§ **WHAT THE TASK REQUIRES**: Pull out every line of the data below that contains the string "banner", keeping each one unchanged and in its original order.

-------

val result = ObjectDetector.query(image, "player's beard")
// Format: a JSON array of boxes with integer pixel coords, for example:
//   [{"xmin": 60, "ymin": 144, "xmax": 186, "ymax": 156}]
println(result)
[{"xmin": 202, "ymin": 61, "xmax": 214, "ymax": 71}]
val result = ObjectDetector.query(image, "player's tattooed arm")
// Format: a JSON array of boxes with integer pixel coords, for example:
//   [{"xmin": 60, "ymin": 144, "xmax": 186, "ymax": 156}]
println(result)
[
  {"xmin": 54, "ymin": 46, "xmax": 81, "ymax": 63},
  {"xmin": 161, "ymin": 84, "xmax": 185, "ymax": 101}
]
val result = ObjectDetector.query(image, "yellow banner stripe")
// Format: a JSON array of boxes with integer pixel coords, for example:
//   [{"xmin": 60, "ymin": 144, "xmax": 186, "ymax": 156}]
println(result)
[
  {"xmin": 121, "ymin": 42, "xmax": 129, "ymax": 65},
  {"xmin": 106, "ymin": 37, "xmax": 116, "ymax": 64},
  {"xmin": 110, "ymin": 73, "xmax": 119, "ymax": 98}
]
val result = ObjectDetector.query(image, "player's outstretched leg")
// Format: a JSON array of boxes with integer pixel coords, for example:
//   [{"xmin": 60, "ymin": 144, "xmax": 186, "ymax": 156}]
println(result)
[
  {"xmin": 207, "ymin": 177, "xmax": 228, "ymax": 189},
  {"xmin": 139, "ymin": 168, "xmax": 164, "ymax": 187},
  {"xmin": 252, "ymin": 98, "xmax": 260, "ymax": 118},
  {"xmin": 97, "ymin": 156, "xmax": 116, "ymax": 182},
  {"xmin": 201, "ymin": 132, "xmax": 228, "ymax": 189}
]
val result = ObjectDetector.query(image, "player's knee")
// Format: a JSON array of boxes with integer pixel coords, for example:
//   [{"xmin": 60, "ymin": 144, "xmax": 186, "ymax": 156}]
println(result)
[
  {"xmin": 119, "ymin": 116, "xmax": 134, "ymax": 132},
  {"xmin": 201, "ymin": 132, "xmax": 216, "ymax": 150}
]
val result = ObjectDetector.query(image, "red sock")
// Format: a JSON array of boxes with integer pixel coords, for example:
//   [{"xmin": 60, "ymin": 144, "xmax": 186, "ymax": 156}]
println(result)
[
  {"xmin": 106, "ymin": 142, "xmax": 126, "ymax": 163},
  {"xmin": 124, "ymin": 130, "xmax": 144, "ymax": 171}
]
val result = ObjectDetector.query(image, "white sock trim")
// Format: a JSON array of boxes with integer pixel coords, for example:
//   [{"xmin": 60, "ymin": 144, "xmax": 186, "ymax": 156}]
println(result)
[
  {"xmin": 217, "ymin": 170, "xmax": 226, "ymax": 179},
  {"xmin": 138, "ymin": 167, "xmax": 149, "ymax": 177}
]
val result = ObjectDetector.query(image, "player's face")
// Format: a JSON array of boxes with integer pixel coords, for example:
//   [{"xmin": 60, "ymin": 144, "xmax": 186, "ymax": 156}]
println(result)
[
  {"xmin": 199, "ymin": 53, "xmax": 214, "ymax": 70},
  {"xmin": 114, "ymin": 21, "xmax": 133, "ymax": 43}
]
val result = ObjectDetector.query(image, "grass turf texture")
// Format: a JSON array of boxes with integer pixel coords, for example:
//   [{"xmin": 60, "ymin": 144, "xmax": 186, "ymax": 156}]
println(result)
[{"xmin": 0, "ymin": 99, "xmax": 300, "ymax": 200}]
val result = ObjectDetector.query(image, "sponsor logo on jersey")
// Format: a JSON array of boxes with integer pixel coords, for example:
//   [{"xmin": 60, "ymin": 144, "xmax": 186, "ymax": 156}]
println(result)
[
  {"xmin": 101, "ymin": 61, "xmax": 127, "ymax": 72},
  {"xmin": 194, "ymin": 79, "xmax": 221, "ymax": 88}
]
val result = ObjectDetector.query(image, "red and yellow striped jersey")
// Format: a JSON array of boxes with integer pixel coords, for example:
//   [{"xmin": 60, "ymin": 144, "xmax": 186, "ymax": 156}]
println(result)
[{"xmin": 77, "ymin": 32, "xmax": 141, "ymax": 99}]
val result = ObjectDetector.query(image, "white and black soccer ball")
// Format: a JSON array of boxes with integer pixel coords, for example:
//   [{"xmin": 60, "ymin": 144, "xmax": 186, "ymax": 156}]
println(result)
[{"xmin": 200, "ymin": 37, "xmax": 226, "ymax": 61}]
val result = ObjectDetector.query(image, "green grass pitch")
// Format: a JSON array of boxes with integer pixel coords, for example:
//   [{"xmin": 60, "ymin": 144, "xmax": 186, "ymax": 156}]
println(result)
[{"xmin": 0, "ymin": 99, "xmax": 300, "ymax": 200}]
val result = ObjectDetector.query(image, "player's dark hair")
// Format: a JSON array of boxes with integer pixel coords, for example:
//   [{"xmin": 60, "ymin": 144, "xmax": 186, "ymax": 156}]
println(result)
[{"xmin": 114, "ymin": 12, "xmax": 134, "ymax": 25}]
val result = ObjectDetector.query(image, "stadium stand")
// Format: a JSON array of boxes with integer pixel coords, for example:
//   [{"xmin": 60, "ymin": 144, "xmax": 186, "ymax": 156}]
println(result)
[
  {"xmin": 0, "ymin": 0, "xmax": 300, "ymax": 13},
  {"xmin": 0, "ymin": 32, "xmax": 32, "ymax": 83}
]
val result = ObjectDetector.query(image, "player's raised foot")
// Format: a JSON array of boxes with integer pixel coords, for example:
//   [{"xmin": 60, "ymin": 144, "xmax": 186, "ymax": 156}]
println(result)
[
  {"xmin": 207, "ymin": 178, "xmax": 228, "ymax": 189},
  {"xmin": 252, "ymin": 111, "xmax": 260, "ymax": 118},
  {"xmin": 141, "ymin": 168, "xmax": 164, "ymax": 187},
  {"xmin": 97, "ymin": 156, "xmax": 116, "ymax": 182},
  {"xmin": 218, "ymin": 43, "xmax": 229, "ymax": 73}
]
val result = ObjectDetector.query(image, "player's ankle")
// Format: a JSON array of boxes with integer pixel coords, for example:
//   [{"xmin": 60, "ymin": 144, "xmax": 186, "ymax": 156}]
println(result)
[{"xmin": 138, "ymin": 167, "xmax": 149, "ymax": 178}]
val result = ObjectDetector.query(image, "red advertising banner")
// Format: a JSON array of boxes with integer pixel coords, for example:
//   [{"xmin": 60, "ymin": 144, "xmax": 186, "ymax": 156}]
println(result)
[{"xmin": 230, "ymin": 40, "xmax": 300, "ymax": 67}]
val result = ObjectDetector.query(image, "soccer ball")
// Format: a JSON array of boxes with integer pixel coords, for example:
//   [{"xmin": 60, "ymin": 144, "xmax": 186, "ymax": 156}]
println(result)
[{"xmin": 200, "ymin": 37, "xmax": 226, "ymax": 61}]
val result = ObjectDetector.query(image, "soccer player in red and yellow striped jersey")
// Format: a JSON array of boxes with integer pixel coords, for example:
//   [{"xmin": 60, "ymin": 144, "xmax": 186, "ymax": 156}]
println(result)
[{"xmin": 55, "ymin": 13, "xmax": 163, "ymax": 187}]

-------

§ **FINISHED EXERCISE**:
val result = ObjectDetector.query(image, "yellow banner stripe")
val result = ObjectDetector.query(image, "red advertising banner")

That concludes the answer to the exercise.